Exercise: Pictures aside, quote the whole listing exactly.

(Named-object pointing records)
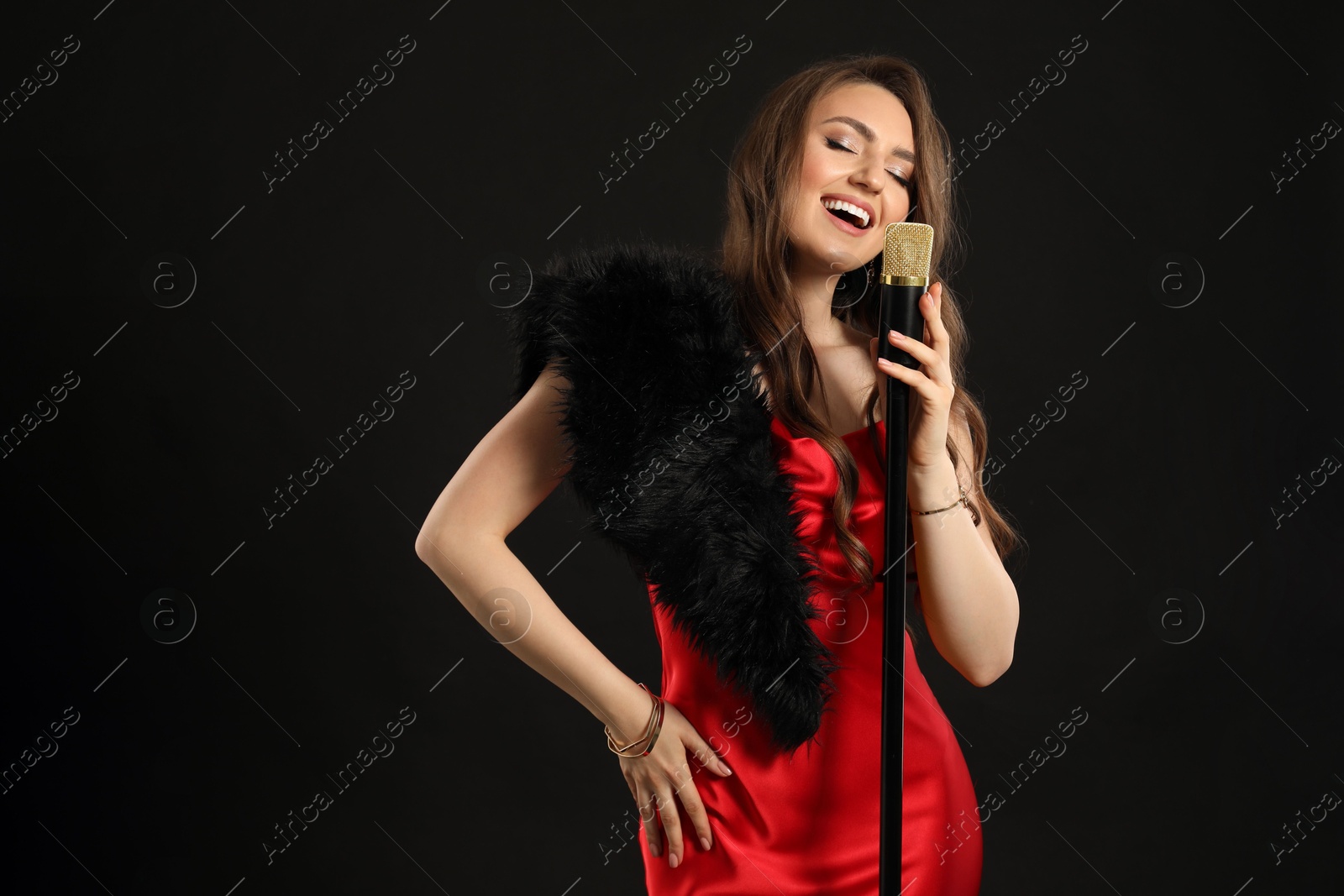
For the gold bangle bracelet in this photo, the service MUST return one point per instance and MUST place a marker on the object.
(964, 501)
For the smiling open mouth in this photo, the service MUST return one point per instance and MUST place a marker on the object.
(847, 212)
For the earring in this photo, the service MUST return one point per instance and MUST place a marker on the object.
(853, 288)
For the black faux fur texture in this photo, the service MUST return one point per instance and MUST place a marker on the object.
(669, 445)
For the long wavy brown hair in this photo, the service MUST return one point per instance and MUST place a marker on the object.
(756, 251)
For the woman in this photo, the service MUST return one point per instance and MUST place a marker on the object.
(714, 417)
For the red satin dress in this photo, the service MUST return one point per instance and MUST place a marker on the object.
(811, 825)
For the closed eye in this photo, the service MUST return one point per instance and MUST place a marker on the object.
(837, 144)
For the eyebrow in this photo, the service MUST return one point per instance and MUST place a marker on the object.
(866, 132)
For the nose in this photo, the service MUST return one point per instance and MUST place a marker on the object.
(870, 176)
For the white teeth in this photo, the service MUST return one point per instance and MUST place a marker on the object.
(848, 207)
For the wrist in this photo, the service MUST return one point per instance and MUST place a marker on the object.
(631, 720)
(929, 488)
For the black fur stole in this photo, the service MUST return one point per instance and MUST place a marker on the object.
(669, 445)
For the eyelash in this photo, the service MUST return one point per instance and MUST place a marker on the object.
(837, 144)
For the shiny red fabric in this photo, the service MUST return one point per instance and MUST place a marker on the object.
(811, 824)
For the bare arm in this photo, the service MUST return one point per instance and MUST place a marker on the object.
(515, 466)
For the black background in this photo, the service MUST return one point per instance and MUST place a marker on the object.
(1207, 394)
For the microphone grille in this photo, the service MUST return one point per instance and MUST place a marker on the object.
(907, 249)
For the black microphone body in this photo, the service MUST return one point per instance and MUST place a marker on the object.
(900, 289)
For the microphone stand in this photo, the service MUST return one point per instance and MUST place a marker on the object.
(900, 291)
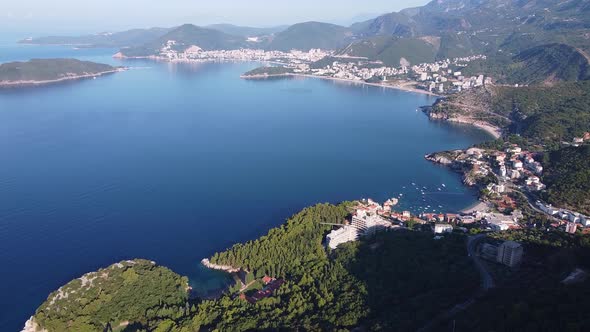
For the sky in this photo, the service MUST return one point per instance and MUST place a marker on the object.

Completed task:
For the gold bangle bracelet in this photo, the service MUST return one point per instance and MUST place a marker on the object.
(964, 501)
For the smiling open mouth in this photo, the service MUST return one point per instance and MUST place a marker on the object.
(847, 212)
For the earring in this photo, the service MUST return one point per instance and MUST place a marker on the object.
(853, 288)
For the black faux fur texture in this photo, the service MUST return one point per instance and MUST place a marker on the object.
(669, 445)
For the long wavy brown hair in this photo, the service MUST return one point per instance and MUST place a marker on the object.
(756, 251)
For the woman in this photo, the service MUST return one point per instance and MUST place a marker on the object.
(714, 417)
For the red satin dress in this photo, the service MUST return one point per instance and MUST place a marker on the object.
(811, 825)
For the closed eye in this photo, the service MUST return one point per instance and MUST place a marker on the object.
(837, 144)
For the eyebrow in this photo, the service MUST return one point per instance and MUST place a marker on the object.
(866, 132)
For the nose in this photo, the service MUST return one point per instance and MUST place a marker on the object.
(870, 176)
For the white teeth in this photo, the service MUST return one point per instance and MUST place a marker on the object.
(848, 207)
For the wrist in this photo, the service MUST return one point per instance and MUST place a marker on the object.
(631, 720)
(929, 488)
For the black fur stole in this photo, the service MUST return one point per instance and MUST place a marker on the object.
(669, 445)
For the eyelash in this photo, the service MUST return one point per instance and MUST place a marker on the object.
(837, 144)
For the shiny red fabric in this photo, the service MUST return one point per instance and MUST place a marker on the object.
(811, 824)
For the bare arm in this photo, the service MUST return one point per instance and MUST place a marker on the object.
(515, 466)
For the black background in this photo, the service MUST return one point per instance and MUST place a marker on the object.
(1207, 394)
For the microphone grille in this photo, the service MUST return one point per instance and MUST place a marker on the object.
(907, 249)
For the black microphone body in this photo, the service MUST return one point per instance and MUST place a marker on the object.
(900, 289)
For the microphone stand in this photo, the service MUST return one point per instance and MUST place a marker on the object.
(900, 291)
For the sky in this photo, the service MUST return one point per instance and MUST place a marker on the object.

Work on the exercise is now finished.